Tally the lines in the rows below that contain the string "large". Reply with the number alone.

▶ [GIVEN ENTRIES]
....
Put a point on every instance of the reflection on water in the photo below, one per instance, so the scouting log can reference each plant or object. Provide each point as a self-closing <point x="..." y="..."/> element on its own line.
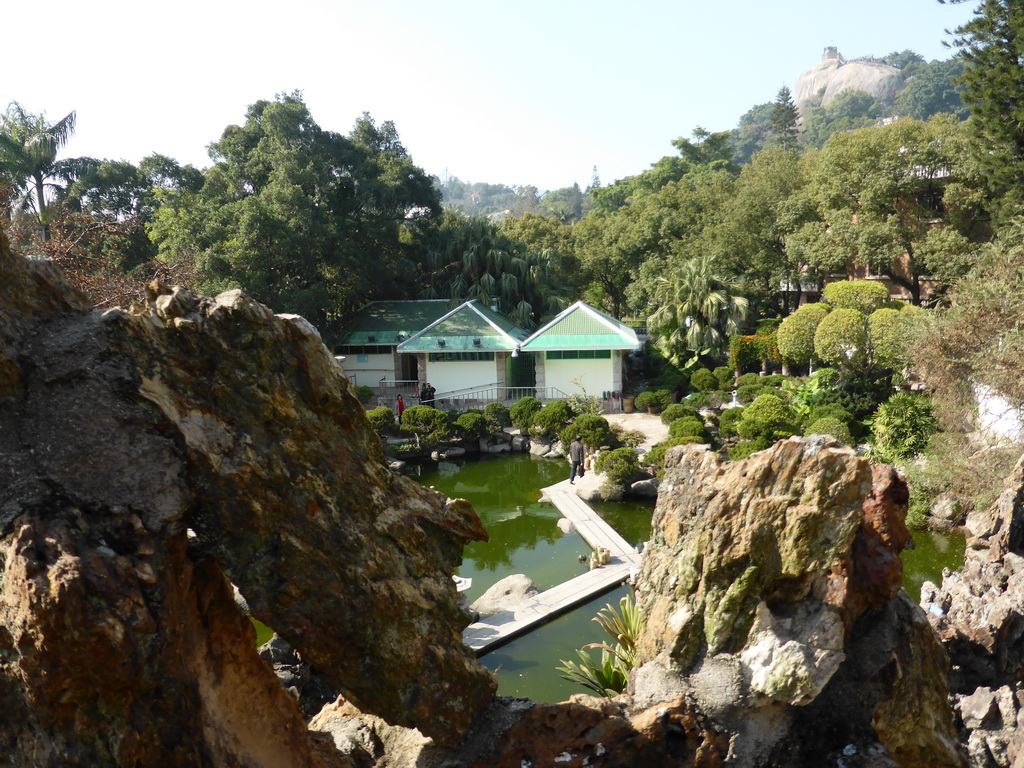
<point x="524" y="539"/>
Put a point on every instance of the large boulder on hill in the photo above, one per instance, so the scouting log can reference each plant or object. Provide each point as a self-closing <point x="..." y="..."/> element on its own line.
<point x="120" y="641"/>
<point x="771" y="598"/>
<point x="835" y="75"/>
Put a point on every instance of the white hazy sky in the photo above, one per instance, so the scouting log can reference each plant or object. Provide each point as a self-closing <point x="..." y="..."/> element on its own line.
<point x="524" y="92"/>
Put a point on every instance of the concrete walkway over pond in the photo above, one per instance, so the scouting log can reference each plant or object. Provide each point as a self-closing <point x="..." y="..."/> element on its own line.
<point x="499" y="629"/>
....
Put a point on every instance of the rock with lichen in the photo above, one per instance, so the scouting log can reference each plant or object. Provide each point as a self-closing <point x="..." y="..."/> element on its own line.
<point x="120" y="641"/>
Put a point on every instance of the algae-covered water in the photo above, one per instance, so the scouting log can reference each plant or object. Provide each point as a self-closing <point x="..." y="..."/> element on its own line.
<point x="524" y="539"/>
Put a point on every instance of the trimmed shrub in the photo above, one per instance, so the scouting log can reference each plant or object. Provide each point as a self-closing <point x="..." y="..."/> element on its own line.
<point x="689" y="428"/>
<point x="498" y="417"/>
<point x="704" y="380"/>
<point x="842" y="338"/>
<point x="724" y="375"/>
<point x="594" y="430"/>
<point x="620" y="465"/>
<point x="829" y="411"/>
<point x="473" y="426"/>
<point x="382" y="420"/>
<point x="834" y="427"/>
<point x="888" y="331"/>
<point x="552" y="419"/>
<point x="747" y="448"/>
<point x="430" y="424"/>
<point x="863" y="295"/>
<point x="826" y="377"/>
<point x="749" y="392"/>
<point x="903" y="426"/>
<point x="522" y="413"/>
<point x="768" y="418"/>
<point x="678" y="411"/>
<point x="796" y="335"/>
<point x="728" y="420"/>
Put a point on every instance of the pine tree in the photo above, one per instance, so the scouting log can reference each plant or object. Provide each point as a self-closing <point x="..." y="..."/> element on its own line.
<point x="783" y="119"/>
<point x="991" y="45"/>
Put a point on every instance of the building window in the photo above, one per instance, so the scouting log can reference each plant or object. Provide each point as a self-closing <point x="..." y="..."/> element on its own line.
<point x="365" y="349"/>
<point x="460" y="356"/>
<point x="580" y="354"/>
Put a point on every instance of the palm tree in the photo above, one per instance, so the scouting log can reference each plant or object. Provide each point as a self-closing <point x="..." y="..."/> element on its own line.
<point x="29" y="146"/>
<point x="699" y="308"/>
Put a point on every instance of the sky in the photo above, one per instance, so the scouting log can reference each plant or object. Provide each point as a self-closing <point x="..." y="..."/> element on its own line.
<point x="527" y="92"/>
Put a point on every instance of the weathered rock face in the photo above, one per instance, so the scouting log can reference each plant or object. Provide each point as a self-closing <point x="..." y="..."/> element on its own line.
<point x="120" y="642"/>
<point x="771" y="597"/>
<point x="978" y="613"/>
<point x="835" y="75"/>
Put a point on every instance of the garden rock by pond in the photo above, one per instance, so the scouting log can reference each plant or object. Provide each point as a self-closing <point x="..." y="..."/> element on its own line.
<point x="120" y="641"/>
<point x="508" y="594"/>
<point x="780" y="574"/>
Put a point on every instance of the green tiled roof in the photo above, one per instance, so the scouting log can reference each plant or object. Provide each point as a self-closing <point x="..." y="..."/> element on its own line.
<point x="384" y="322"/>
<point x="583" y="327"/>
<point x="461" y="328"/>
....
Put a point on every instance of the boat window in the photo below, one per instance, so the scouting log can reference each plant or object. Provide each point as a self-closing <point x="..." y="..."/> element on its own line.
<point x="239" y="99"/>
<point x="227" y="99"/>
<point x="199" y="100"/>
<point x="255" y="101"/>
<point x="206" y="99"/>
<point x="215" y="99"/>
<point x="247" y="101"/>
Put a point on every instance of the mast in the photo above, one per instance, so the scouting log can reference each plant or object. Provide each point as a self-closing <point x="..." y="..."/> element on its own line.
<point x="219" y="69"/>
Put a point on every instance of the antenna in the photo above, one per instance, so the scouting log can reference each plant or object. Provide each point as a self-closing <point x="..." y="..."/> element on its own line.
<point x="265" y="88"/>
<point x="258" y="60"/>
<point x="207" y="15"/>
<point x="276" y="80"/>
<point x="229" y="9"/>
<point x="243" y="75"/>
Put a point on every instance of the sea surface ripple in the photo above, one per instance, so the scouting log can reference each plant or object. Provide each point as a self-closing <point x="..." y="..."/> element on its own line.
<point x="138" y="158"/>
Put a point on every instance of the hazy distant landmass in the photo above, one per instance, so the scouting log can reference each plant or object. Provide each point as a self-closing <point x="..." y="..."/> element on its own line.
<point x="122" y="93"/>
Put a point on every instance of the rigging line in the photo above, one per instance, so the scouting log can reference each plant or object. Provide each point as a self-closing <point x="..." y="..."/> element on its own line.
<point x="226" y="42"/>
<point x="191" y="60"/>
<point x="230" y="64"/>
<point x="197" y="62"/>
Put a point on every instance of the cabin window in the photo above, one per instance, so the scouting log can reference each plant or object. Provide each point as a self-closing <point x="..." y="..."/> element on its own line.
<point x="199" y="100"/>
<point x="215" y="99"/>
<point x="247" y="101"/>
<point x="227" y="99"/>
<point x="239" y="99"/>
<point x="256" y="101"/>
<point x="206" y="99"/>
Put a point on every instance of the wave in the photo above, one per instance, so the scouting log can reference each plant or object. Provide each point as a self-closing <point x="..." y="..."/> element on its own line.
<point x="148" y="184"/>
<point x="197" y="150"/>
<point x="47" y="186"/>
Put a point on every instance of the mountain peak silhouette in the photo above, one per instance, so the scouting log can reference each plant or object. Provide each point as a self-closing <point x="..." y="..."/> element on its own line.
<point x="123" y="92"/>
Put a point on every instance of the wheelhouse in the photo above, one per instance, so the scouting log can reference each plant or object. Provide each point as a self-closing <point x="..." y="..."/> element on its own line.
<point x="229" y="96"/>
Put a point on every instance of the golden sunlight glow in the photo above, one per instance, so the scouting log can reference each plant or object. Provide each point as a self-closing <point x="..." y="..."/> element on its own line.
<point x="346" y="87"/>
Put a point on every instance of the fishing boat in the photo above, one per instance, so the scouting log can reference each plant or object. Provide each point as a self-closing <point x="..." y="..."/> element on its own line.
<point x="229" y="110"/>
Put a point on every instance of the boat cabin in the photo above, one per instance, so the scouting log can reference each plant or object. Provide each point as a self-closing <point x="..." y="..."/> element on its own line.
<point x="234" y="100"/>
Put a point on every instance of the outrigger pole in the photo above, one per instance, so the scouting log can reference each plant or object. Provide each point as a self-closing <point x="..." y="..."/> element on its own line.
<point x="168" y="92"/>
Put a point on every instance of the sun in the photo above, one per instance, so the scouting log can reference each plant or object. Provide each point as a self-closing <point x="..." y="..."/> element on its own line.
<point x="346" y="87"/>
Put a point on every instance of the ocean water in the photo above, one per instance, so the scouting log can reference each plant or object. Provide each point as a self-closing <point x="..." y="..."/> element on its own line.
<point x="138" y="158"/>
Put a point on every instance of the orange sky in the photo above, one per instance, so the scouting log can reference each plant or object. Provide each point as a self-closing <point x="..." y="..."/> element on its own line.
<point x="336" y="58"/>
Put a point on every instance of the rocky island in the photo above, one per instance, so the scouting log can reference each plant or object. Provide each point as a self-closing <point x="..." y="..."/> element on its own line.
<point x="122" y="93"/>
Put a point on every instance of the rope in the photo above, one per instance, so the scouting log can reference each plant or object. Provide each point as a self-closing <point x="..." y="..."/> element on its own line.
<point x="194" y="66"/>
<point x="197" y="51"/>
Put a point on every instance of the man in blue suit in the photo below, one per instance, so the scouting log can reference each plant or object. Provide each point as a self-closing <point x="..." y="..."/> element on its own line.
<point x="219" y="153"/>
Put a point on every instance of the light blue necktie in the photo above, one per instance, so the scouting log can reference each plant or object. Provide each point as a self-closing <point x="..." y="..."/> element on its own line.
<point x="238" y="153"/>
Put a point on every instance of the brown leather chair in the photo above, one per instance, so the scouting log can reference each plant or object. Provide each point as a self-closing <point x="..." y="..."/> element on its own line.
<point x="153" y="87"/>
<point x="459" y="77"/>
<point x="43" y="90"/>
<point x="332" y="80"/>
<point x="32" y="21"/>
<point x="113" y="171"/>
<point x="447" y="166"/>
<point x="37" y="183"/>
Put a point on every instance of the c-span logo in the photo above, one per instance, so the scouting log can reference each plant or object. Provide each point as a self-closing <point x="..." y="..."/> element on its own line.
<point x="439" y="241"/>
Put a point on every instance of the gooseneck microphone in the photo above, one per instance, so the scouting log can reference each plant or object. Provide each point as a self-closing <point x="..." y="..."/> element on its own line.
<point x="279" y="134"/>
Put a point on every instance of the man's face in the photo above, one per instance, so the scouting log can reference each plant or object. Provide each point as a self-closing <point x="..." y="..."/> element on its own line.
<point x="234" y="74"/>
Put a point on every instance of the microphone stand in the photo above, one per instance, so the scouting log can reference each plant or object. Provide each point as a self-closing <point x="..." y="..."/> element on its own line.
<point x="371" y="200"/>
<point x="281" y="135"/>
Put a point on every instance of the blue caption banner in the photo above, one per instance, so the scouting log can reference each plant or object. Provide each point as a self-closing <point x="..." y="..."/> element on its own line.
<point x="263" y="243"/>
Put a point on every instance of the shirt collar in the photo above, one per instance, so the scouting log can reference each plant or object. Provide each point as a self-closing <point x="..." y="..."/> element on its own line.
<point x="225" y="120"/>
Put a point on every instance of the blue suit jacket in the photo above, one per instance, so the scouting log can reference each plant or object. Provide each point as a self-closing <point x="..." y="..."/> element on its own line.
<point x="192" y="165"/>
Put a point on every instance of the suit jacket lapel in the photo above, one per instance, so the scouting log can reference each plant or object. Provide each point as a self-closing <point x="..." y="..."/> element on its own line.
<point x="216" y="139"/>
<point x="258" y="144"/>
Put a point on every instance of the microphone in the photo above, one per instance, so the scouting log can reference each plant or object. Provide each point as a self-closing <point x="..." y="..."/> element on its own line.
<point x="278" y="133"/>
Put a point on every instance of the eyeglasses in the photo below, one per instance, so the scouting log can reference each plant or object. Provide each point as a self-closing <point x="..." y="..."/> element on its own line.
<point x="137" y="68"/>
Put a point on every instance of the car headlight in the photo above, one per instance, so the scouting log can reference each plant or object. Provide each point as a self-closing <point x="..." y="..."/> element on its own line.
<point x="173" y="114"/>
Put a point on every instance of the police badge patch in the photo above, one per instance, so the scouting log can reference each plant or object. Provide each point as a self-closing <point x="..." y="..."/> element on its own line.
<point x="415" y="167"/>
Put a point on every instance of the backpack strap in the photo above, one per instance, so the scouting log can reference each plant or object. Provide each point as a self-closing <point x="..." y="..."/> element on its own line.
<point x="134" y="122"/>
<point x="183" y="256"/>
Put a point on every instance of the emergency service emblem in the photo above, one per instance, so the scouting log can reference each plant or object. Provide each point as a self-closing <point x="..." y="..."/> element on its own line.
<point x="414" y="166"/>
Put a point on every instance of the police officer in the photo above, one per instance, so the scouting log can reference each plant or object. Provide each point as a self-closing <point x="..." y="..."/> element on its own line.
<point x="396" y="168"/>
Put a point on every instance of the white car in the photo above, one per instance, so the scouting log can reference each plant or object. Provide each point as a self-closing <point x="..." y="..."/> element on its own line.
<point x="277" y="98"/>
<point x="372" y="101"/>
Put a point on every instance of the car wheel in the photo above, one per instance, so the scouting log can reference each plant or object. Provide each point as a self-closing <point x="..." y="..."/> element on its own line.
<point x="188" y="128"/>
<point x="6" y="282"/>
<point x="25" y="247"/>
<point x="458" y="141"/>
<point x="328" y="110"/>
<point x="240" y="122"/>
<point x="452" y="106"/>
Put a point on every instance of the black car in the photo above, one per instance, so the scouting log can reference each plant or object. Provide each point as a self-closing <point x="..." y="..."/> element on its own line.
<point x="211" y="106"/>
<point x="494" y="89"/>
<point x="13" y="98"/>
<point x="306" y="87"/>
....
▶ [THE OUTPUT] 1